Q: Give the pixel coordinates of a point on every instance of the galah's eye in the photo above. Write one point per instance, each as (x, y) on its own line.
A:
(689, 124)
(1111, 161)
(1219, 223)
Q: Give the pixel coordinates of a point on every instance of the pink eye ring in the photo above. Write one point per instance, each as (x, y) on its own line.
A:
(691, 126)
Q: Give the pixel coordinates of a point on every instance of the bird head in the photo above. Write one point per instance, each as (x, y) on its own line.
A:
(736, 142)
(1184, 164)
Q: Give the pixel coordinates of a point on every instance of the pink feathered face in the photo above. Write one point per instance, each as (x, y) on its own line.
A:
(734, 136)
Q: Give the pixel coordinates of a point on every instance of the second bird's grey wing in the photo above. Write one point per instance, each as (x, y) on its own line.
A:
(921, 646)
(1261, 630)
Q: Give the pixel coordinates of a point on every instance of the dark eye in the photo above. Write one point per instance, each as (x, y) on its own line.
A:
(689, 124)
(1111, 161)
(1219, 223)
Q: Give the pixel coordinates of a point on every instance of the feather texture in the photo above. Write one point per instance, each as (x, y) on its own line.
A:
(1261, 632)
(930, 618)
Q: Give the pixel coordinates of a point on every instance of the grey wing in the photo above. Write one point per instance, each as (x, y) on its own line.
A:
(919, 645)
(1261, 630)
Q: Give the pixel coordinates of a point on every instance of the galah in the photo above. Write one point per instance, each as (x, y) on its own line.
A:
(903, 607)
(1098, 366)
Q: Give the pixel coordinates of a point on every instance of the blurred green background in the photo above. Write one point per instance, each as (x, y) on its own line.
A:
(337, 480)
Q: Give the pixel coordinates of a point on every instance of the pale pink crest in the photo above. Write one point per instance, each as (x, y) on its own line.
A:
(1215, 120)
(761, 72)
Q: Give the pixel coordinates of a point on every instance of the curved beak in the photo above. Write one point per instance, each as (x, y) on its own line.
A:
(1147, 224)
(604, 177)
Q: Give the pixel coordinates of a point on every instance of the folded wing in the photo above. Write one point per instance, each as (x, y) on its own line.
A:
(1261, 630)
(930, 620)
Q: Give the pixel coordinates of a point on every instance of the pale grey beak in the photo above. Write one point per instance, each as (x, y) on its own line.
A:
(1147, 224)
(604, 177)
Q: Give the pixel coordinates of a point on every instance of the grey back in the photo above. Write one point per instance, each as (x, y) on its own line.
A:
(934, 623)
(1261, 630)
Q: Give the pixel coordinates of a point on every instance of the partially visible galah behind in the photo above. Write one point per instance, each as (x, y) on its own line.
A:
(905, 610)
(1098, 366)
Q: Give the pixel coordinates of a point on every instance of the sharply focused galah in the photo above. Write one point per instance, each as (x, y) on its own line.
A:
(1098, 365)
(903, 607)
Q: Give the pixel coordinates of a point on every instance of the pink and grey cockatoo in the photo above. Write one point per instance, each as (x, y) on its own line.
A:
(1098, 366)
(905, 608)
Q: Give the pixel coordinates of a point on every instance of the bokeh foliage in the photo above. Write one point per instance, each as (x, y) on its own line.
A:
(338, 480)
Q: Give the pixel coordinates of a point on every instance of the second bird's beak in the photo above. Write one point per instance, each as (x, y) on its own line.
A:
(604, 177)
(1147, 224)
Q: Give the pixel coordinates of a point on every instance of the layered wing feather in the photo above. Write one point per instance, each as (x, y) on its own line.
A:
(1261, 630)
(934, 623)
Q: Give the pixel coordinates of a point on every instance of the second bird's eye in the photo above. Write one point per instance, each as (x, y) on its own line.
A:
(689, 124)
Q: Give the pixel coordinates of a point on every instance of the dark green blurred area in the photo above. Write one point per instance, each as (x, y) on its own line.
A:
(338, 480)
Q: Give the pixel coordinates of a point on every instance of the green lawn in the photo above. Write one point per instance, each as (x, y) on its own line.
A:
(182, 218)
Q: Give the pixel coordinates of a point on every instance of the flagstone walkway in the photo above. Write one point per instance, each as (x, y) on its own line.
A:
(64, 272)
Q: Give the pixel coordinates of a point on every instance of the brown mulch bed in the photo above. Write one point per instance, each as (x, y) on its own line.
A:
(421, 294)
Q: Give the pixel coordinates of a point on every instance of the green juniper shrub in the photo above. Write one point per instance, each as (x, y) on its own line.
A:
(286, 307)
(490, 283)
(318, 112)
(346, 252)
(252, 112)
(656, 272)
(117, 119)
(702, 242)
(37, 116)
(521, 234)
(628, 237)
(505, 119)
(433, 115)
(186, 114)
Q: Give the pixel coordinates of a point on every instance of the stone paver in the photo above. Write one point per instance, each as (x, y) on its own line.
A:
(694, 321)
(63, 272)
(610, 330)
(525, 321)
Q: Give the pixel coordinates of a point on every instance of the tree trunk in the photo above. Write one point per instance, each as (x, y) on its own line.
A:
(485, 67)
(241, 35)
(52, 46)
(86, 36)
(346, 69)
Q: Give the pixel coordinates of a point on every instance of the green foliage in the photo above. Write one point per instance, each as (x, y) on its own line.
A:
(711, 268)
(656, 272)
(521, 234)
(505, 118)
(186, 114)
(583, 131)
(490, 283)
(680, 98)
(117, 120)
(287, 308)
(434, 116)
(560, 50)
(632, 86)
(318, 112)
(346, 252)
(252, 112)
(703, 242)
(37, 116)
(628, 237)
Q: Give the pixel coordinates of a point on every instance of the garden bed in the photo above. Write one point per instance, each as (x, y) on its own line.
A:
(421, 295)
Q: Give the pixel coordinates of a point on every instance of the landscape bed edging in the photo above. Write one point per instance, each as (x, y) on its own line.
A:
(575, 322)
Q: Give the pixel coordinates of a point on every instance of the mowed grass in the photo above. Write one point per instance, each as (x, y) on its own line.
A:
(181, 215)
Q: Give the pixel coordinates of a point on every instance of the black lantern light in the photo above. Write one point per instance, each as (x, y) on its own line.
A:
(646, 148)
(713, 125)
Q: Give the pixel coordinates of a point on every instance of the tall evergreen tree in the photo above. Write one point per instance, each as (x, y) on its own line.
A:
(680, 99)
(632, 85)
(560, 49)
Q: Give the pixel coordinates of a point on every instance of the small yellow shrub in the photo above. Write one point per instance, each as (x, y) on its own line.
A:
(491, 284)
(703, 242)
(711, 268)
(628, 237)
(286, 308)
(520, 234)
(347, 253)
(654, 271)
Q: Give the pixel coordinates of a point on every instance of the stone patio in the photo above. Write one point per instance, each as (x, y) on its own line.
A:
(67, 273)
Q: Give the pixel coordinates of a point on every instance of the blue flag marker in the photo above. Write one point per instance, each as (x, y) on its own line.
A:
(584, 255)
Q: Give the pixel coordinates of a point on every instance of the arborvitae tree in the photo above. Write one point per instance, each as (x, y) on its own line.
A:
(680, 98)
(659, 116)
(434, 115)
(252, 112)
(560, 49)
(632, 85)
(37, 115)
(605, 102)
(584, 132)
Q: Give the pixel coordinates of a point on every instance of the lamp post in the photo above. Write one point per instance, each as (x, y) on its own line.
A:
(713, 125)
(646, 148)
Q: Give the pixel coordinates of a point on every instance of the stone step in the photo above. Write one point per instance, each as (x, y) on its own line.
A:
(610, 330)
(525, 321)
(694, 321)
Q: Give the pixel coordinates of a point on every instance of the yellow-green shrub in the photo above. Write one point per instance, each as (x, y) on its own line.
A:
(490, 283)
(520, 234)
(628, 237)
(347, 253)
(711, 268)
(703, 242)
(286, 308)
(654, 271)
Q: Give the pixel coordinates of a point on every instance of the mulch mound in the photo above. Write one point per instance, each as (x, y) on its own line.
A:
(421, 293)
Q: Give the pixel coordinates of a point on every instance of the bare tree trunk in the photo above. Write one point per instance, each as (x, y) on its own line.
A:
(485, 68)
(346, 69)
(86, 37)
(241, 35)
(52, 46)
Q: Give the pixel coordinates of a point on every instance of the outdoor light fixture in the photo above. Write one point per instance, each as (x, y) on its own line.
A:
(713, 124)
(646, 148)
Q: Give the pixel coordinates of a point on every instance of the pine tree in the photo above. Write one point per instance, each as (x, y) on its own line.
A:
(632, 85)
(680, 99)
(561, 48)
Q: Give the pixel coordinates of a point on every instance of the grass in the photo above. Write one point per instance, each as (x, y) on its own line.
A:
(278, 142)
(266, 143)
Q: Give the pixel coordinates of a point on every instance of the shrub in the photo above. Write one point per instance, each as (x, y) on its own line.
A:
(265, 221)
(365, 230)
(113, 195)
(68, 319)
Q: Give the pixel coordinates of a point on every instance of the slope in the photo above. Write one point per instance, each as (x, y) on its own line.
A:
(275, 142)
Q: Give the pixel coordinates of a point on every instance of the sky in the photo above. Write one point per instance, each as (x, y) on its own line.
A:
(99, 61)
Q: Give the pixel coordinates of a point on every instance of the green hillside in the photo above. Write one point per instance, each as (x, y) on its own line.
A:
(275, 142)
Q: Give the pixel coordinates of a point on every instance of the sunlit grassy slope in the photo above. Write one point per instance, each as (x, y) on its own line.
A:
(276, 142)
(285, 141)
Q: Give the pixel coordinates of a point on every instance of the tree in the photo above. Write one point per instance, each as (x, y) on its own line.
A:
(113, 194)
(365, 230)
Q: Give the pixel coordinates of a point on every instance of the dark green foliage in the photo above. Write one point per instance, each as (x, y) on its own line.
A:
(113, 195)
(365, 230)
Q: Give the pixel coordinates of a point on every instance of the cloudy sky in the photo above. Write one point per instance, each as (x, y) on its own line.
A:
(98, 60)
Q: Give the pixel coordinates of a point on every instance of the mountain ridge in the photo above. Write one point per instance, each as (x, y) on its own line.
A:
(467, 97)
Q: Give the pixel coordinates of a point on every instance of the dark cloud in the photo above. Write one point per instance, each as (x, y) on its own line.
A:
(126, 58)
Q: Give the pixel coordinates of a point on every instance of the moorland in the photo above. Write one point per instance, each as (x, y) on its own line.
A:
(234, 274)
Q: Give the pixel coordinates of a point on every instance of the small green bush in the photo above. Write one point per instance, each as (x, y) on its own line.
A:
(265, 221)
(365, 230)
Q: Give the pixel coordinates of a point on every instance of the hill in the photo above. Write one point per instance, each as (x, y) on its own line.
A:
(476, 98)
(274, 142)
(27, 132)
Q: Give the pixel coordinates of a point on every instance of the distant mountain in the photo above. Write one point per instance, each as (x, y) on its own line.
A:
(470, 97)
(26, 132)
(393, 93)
::::::
From the records above, copy only the lines starting with the line that holds "dark green foliage" and going on through the line that holds "of the cloudy", exactly as written.

● Solution for this exercise
Q: Give the pixel coordinates of a point on every instance of the dark green foliage in the photo above. Write one point per instance, each as (x, y) on its own line.
A:
(113, 195)
(365, 230)
Q: Give the pixel coordinates of a point on every instance of the cloudy sky in the photo above. Write one point per instance, each as (x, y) on its own line.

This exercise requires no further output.